# 取り組む課題
1. アルミニウムについての文章で、アルミニウムが直接化合物を作ることができると書かれている非金属元素をすべて挙げること。
2. アルミニウムについての文章を、最後の文の後から書き継ぐこと。

# 文書の抜粋
# # #

一方、アルミは鉄や銅と同じく実用的な金属でありながら、金属の一種であることが確認されてからでも、約200年でしかありません。鉱石から取り出す方法が確立されたのは、もちろんその後で、今から130年ほど前です。

 

地球上で最も多い金属の元素アルミニウム

それだけ新しいにもかかわらず、アルミニウムはすでに身近な道具でも工業製品でも欠かせない存在になっています。

 

アルミニウムの性質

アルミニウムは元素記号は「Al」、原子番号は13です。質量で計算すると、地球の地殻の8.23パーセントを占め、これは酸素の46.4パーセント、ケイ素の28,15パーセントに次ぎます。金属だけでいえば、地球上で最多です。ちなみに鉄は5.63パーセントの第4位、銅に至っては0.0055パーセントの25位でしかありません(平凡社『世界大百科事典』による)

 

鉄や銅などと比べたときの特徴

  • 通常利用される金属の中では比重はマグネシウムの次に軽く、鉄の約3分の1。
  • アルミ箔(はく)で分かるように、延性・展性(破断せずに変形できる能力)が高い。
  • 熱伝導率は、その高さで知られる銅と比べても約半分。鉄との比較ならば約3倍ある。
  • 融点は660.4℃と低い。沸点は2,467℃。
  • 硬度は低め(軟らかい)で、スズと亜鉛の中間。
  • 可視光線や紫外線の反射率が高い。

 

資源量は豊富

アルミニウムは化学的に見ると、極めて活性が高い金属です。「ほかのものと反応してしまい、簡単に化合物になってしまう」と言い換えてもいいでしょう。窒素・炭素・ホウ素・ケイ素といった非金属元素とも直接化合物を作ることができます。なかなか発見されなかったのも、「自然界ではアルミニウムそのままでいることが、ほとんどない」のも大きな理由でしょう。

 

長石や雲母にも含まれるものの、ボーキサイトが最もアルミニウムの鉱石として利用されています。ボーキサイトの資源量は豊富で、「今のペースで100年以上採掘しても枯渇する心配はない」とされています。

# # #

# 提供データ
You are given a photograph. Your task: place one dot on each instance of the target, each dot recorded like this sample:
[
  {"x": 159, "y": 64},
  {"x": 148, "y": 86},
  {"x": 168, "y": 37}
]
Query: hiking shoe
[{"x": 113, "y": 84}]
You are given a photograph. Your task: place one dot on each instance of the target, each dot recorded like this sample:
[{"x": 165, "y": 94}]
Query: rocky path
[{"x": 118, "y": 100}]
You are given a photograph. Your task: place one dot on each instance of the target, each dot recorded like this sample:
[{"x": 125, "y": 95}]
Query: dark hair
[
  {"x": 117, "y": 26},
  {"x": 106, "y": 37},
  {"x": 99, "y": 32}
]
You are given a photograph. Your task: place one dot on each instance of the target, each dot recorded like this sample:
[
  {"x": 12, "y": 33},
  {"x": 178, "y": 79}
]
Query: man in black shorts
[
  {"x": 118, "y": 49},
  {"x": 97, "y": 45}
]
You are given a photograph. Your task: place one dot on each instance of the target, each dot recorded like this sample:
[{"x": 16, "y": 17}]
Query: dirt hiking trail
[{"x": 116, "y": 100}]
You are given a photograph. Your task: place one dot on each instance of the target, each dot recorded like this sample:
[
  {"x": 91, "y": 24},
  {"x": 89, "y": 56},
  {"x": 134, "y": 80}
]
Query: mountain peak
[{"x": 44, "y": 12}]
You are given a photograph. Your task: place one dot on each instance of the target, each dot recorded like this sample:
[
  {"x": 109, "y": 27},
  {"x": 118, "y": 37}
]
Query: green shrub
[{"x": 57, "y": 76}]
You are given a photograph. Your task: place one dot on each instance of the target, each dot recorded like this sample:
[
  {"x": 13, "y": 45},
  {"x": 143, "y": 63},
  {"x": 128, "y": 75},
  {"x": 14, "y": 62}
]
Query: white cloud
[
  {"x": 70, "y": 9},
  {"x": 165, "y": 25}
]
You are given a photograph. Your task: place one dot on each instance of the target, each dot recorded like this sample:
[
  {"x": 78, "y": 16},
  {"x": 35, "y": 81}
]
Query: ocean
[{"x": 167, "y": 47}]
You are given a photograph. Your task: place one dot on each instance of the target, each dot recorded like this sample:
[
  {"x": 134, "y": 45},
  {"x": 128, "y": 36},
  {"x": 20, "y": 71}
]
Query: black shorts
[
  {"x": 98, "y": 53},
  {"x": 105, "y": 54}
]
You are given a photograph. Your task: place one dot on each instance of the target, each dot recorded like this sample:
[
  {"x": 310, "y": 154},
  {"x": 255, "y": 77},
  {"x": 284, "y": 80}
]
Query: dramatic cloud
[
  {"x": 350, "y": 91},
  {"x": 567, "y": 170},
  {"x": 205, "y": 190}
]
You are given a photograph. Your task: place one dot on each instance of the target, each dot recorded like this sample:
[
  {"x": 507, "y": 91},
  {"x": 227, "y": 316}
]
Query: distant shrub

# # #

# 課題の解答
1. 窒素、炭素、ホウ素、ケイ素

2.
アルミニウムが発見されるまで

アルミニウム自体は知られていなくても、その化合物は古くから利用されてきました。たとえば、宝石のサファイアやルビーもその本体はアルミニウムの酸化物です。

 

アルミニウムの語源は「ミョウバン」

最も古くから使われてきたアルミニウムの化合物はミョウバンがその代表でしょう。

 

ミョウバンにもいくつか種類があって、必ずしもアルミニウムは含んでいません。しかし、その代表的存在で単に「ミョウバン」と呼ぶときの多くは、アルミニウムカリウムミョウバンを指します。また、名前を一部省略して、「カリウムミョウバン」としたときも同じアルミニウムの化合物です。古くから使われてきたのもこのアルミを含むミョウバンでした。

 

中世ヨーロッパではメディチ家などが争奪戦

古代ギリシャでは既に、動物の皮を軟らかくしたり保存性をよくしたりする「皮なめし」には欠かせない成分だったようです。また、古代ローマではその消臭性と殺菌性を利用して、制汗剤・防臭剤としても用いられていました。

 

中世ヨーロッパでは繊維に色を定着させる媒染剤(ばいせんざい)としての重要性が増しました。媒染剤はヨーロッパ各国の基幹産業だった毛織物業には欠かせません。ミョウバンの確保を巡って、イタリアの名門貴族・メディチ家や、やはりイタリアの港湾都市・ジェノバなどがその販売権を巡って激しく争いもしました。ただ、16世紀17世紀と時代が進むと、ミョウバンの生産地と量が拡大し、次第に落ち着いたようです。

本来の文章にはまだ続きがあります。